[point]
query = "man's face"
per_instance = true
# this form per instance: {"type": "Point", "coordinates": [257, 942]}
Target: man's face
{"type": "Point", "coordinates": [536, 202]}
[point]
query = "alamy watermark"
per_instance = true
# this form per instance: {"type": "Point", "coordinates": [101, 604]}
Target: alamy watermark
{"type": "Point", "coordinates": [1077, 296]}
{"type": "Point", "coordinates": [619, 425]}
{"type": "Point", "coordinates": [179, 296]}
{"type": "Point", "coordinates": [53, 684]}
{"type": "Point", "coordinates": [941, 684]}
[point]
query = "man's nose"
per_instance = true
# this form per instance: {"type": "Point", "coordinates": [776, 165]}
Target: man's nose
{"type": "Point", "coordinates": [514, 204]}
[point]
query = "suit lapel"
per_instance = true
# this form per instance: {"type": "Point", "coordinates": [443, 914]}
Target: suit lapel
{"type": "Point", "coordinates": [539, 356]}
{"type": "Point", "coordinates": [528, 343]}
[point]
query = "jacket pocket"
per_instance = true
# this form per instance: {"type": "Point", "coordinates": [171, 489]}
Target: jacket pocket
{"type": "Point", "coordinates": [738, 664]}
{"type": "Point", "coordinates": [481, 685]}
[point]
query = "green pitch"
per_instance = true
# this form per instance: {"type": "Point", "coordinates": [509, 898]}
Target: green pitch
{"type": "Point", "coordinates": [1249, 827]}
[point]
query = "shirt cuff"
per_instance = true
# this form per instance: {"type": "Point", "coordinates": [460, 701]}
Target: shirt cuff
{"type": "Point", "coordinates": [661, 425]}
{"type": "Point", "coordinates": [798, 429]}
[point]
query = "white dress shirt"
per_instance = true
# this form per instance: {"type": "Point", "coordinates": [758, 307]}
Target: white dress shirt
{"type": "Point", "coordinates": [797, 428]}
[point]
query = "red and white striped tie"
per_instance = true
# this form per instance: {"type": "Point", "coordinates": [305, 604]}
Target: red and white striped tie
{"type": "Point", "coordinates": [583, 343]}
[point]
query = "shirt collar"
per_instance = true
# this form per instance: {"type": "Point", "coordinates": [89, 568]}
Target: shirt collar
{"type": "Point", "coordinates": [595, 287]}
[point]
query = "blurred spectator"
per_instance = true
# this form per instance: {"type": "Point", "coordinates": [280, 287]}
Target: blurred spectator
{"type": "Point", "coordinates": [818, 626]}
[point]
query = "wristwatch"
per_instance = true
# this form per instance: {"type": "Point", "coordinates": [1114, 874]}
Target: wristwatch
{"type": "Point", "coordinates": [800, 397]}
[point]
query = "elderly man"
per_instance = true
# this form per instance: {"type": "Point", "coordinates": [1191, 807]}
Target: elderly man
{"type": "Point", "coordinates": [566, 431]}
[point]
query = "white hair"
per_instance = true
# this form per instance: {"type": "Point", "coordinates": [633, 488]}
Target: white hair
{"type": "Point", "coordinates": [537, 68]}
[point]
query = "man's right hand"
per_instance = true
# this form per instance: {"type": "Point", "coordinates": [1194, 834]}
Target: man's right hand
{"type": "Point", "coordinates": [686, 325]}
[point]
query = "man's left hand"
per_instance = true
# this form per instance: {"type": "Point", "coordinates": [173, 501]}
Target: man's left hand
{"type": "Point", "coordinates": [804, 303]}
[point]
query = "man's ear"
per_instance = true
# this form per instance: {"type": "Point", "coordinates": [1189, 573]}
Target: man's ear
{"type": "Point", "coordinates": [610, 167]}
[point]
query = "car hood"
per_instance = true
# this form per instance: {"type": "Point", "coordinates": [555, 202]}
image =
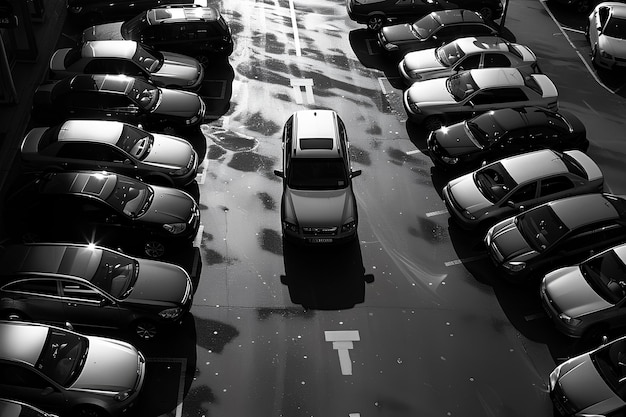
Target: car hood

════════════════════

## TASK STATEMENT
Return every entry unchanged and skip the pictures.

## RESPONSE AREA
[point]
query = "man's face"
per_instance = true
# this form per instance: {"type": "Point", "coordinates": [257, 942]}
Target: man's face
{"type": "Point", "coordinates": [536, 202]}
[point]
query = "alamy watermark"
per_instance = true
# this form per instance: {"type": "Point", "coordinates": [101, 604]}
Target: alamy watermark
{"type": "Point", "coordinates": [1077, 296]}
{"type": "Point", "coordinates": [619, 425]}
{"type": "Point", "coordinates": [179, 296]}
{"type": "Point", "coordinates": [53, 684]}
{"type": "Point", "coordinates": [941, 684]}
[point]
query = "man's nose"
per_instance = true
# this form per instance: {"type": "Point", "coordinates": [776, 165]}
Target: man's nose
{"type": "Point", "coordinates": [514, 204]}
[point]
query = "suit lapel"
per_instance = true
# this form per instance: {"type": "Point", "coordinates": [443, 914]}
Target: suit lapel
{"type": "Point", "coordinates": [539, 356]}
{"type": "Point", "coordinates": [528, 343]}
[point]
query = "jacket pocket"
per_instance = true
# this form per instance: {"type": "Point", "coordinates": [171, 489]}
Target: jacket pocket
{"type": "Point", "coordinates": [738, 664]}
{"type": "Point", "coordinates": [481, 685]}
[point]
query = "green pitch"
per_instance = true
# this form per instance: {"type": "Point", "coordinates": [509, 898]}
Target: green pitch
{"type": "Point", "coordinates": [1249, 827]}
[point]
query = "shirt cuff"
per_instance = true
# this form per instance: {"type": "Point", "coordinates": [460, 701]}
Target: shirt cuff
{"type": "Point", "coordinates": [661, 425]}
{"type": "Point", "coordinates": [798, 429]}
[point]
query = "white dress shirt"
per_instance = true
# this form per instance: {"type": "Point", "coordinates": [758, 307]}
Target: white dress shirt
{"type": "Point", "coordinates": [797, 428]}
[point]
query = "red and white striped tie"
per_instance = true
# this form per instance: {"type": "Point", "coordinates": [305, 604]}
Target: red and white striped tie
{"type": "Point", "coordinates": [583, 343]}
[point]
query = "shirt collar"
per_instance = true
# this form per instance: {"type": "Point", "coordinates": [89, 568]}
Target: shirt collar
{"type": "Point", "coordinates": [595, 287]}
[point]
query = "blurred spectator"
per_instance = true
# this form per instance: {"type": "Point", "coordinates": [280, 287]}
Target: blurred spectator
{"type": "Point", "coordinates": [818, 626]}
[point]
query = "wristwatch"
per_instance = true
# this form per instance: {"type": "Point", "coordinates": [1114, 874]}
Target: wristwatch
{"type": "Point", "coordinates": [800, 397]}
[point]
query = "elderly man"
per_instance = true
# this form per instance: {"type": "Point", "coordinates": [1191, 807]}
Target: elderly man
{"type": "Point", "coordinates": [566, 431]}
[point]
query = "white hair"
per_instance = true
# this form per instance: {"type": "Point", "coordinates": [633, 488]}
Target: white hair
{"type": "Point", "coordinates": [537, 68]}
[point]
query = "man's right hand"
per_instance = true
# this form per instance: {"type": "Point", "coordinates": [1194, 834]}
Target: man's right hand
{"type": "Point", "coordinates": [686, 325]}
[point]
query = "man's left hand"
per_instance = true
# this form per instance: {"type": "Point", "coordinates": [173, 501]}
Target: man's left hand
{"type": "Point", "coordinates": [804, 303]}
[point]
query = "man's ear"
per_instance = true
# this form per instance: {"type": "Point", "coordinates": [1189, 573]}
Target: man's ear
{"type": "Point", "coordinates": [610, 167]}
[point]
query = "car hood"
per_instance = true
# this form per instance: {"type": "Point", "coordinates": [555, 202]}
image =
Target: car hood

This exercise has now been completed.